#### PROBLEM DESCRIPTION:
Write out all of the data without omission, exactly as shown.

#### EXERCISE MATERIAL:
⟨

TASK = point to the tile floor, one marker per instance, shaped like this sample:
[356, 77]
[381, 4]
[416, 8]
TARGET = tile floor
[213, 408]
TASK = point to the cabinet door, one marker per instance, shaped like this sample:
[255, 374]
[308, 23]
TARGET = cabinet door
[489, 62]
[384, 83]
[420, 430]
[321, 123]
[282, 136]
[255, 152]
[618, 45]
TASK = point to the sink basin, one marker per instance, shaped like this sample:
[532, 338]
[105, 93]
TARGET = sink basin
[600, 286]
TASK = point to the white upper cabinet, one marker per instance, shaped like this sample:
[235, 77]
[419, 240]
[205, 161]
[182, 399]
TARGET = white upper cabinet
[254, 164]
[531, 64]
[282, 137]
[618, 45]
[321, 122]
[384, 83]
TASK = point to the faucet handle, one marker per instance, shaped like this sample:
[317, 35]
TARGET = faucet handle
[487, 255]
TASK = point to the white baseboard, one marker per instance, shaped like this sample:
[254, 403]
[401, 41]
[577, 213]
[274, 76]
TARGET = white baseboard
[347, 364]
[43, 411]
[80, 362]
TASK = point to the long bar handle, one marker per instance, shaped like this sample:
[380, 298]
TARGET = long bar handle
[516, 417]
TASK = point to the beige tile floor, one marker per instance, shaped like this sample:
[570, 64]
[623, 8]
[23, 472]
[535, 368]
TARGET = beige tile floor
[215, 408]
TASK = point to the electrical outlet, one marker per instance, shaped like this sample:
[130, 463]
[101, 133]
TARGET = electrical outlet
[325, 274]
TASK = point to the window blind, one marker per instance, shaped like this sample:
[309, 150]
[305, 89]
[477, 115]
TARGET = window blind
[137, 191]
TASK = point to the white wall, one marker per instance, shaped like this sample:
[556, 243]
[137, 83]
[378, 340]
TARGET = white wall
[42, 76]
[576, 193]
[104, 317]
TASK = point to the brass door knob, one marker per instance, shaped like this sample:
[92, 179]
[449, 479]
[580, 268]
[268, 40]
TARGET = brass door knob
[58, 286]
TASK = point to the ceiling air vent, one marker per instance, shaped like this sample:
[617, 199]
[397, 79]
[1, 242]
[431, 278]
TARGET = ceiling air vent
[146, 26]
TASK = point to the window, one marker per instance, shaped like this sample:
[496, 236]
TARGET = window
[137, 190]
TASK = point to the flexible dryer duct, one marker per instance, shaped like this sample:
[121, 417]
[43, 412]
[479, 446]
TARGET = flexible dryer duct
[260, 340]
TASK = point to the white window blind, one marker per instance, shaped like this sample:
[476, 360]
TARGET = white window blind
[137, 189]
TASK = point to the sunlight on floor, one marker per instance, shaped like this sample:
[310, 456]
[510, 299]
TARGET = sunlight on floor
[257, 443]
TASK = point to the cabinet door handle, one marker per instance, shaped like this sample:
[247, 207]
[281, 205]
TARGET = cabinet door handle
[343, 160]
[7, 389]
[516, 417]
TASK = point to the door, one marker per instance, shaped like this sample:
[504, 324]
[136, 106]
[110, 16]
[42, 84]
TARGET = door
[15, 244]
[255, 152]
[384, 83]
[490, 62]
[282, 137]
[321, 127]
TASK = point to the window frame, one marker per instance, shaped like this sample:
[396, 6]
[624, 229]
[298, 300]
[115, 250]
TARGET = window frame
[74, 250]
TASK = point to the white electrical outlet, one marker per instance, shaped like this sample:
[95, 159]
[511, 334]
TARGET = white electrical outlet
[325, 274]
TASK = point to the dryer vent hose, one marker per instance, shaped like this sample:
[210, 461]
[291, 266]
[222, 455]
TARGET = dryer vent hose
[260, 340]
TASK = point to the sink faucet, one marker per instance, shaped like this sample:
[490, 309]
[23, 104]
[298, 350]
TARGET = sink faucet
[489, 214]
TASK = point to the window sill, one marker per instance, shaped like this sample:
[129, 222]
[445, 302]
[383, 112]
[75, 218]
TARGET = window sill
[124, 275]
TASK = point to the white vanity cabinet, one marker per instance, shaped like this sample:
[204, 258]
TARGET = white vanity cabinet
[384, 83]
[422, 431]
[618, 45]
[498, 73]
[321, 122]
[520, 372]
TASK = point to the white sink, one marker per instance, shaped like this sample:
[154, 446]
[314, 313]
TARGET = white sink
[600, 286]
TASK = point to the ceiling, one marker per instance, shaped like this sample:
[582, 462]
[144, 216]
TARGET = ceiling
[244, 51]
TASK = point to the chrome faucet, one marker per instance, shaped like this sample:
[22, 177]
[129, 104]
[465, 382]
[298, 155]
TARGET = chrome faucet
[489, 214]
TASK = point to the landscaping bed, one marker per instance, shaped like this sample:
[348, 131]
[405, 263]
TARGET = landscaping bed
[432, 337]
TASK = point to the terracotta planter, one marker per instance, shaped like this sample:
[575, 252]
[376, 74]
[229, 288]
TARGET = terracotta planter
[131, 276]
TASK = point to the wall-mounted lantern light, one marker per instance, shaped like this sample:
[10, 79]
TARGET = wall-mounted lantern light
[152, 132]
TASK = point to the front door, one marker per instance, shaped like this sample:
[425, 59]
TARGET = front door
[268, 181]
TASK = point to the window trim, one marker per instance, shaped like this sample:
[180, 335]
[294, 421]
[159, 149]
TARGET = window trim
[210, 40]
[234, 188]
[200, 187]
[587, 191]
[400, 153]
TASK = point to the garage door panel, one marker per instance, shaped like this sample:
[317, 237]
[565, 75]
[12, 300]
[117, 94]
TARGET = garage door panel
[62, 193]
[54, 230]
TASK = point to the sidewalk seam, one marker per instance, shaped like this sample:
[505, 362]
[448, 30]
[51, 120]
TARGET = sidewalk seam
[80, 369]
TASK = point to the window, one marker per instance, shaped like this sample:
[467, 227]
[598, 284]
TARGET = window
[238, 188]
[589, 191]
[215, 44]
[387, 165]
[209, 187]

⟩

#### SOLUTION TO THIS PROBLEM:
TASK = point to the tile floor, one marker per instance, shaped like this sample:
[356, 77]
[381, 4]
[416, 8]
TARGET = tile floor
[213, 408]
TASK = point to the cabinet door, one marker per instance, shaped like this sample:
[255, 374]
[308, 23]
TARGET = cabinet door
[489, 62]
[384, 83]
[420, 430]
[321, 123]
[282, 136]
[255, 152]
[618, 45]
TASK = point to the sink basin, one marker per instance, shaped like this sample:
[532, 338]
[105, 93]
TARGET = sink basin
[600, 286]
TASK = point to the white upper cabinet, one marker per instance, shaped like this sample:
[235, 77]
[419, 240]
[205, 161]
[182, 399]
TARGET = white upper cabinet
[254, 164]
[531, 64]
[282, 137]
[618, 45]
[321, 122]
[384, 83]
TASK = point to the faucet handle, one marker per instance, shaped like this sample:
[317, 35]
TARGET = faucet handle
[487, 255]
TASK = point to the white baseboard, one marker per instance, shaped like this sample:
[254, 403]
[401, 41]
[577, 213]
[274, 76]
TARGET = white baseboard
[347, 364]
[43, 411]
[80, 362]
TASK = point to the long bar handle, one marker per instance, shaped like this sample:
[380, 298]
TARGET = long bar handle
[516, 417]
TASK = point to the beige tile floor, one marker per instance, shaped like this sample:
[570, 64]
[623, 8]
[23, 472]
[535, 368]
TARGET = beige tile floor
[215, 408]
TASK = point to the electrical outlet, one marker per instance, shaped like this sample:
[130, 463]
[101, 133]
TARGET = electrical outlet
[325, 274]
TASK = point to the window blind, one marker per instance, shaped like this sample:
[309, 150]
[305, 89]
[477, 115]
TARGET = window blind
[137, 191]
TASK = point to the white wall, one marker per instance, shaped like this sample:
[556, 243]
[137, 83]
[378, 340]
TARGET = white wall
[42, 76]
[576, 193]
[104, 317]
TASK = point to the brass door knob, one marker per instance, shaped like this sample:
[92, 179]
[449, 479]
[580, 268]
[268, 40]
TARGET = brass door knob
[58, 286]
TASK = point to the ceiling air vent, one marker per instance, shaped like this sample:
[617, 199]
[397, 79]
[1, 242]
[431, 278]
TARGET = ceiling air vent
[146, 26]
TASK = point to the window, one marker per instance, shaped like this sample:
[496, 236]
TARGET = window
[137, 190]
TASK = point to the flexible dryer duct, one marker per instance, shaped like this sample:
[121, 417]
[43, 412]
[479, 446]
TARGET = flexible dryer duct
[260, 340]
TASK = point to the white window blind, one marker per instance, shaped like this sample:
[476, 360]
TARGET = white window blind
[137, 189]
TASK = point to the sunlight on floor, one marker per instance, shaped like this sample:
[310, 456]
[510, 299]
TARGET = sunlight on floor
[257, 443]
TASK = point to the cabinet door handle, one marker per instance, shaped like this sample:
[247, 207]
[281, 205]
TARGET = cabinet door handle
[343, 160]
[7, 389]
[516, 417]
TASK = point to the door, one marker per instance, shaped like this sample:
[504, 324]
[136, 106]
[110, 16]
[42, 84]
TARGET = door
[15, 244]
[255, 152]
[384, 83]
[490, 62]
[282, 137]
[321, 127]
TASK = point to the window frame, one marker per instance, shaped like this sample:
[396, 6]
[624, 229]
[298, 300]
[115, 250]
TARGET = window frame
[74, 250]
TASK = point to the white electrical outlet, one marker per instance, shaped like this sample:
[95, 159]
[511, 334]
TARGET = white electrical outlet
[325, 274]
TASK = point to the dryer vent hose, one marker per instance, shaped like this sample:
[210, 461]
[291, 266]
[222, 455]
TARGET = dryer vent hose
[260, 340]
TASK = point to the sink faucet, one marker per instance, shaped like this sample:
[490, 309]
[23, 104]
[298, 350]
TARGET = sink faucet
[489, 214]
TASK = point to the window sill, one marker per instance, shaped like this sample:
[129, 222]
[445, 302]
[383, 112]
[75, 218]
TARGET = window sill
[124, 275]
TASK = point to the white vanity cabinet, one marker per instance, shaped like this sample:
[204, 258]
TARGET = white vanity cabinet
[384, 83]
[422, 431]
[618, 45]
[498, 73]
[321, 122]
[520, 372]
TASK = point to the white sink, one marker per instance, shaped like this sample:
[154, 446]
[314, 313]
TARGET = white sink
[600, 286]
TASK = point to the ceiling, one marker per instance, shaped like this sample:
[582, 462]
[144, 216]
TARGET = ceiling
[244, 51]
TASK = point to the chrome faucet, one marker per instance, shaped like this sample:
[22, 177]
[129, 104]
[465, 382]
[298, 155]
TARGET = chrome faucet
[489, 214]
TASK = point to the landscaping bed, one marker per instance, shaped like this sample:
[348, 131]
[405, 263]
TARGET = landscaping bed
[432, 337]
TASK = point to the terracotta planter, one marker per instance, shaped like this sample:
[575, 252]
[376, 74]
[229, 288]
TARGET = terracotta planter
[131, 276]
TASK = point to the wall-mounted lantern light, one marker per instance, shaped like this sample:
[10, 79]
TARGET = wall-mounted lantern light
[152, 132]
TASK = point to the front door, one marker per instance, shaped like this sample:
[425, 59]
TARGET = front door
[268, 181]
TASK = point to the window trim, one marker per instance, shaped like this sample:
[180, 335]
[294, 421]
[159, 149]
TARGET = window trim
[210, 40]
[234, 188]
[200, 187]
[587, 191]
[400, 153]
TASK = point to the garage door panel, one marker per instance, shaped like this sample:
[317, 237]
[565, 75]
[12, 300]
[117, 94]
TARGET = garage door panel
[62, 193]
[54, 230]
TASK = point to the sidewalk seam, one marker per instance, shaped like this sample:
[505, 362]
[448, 30]
[51, 120]
TARGET = sidewalk seam
[80, 369]
TASK = point to the window, one marker per instance, shaped like this sample:
[467, 227]
[598, 284]
TARGET = window
[238, 188]
[589, 191]
[215, 44]
[387, 165]
[209, 187]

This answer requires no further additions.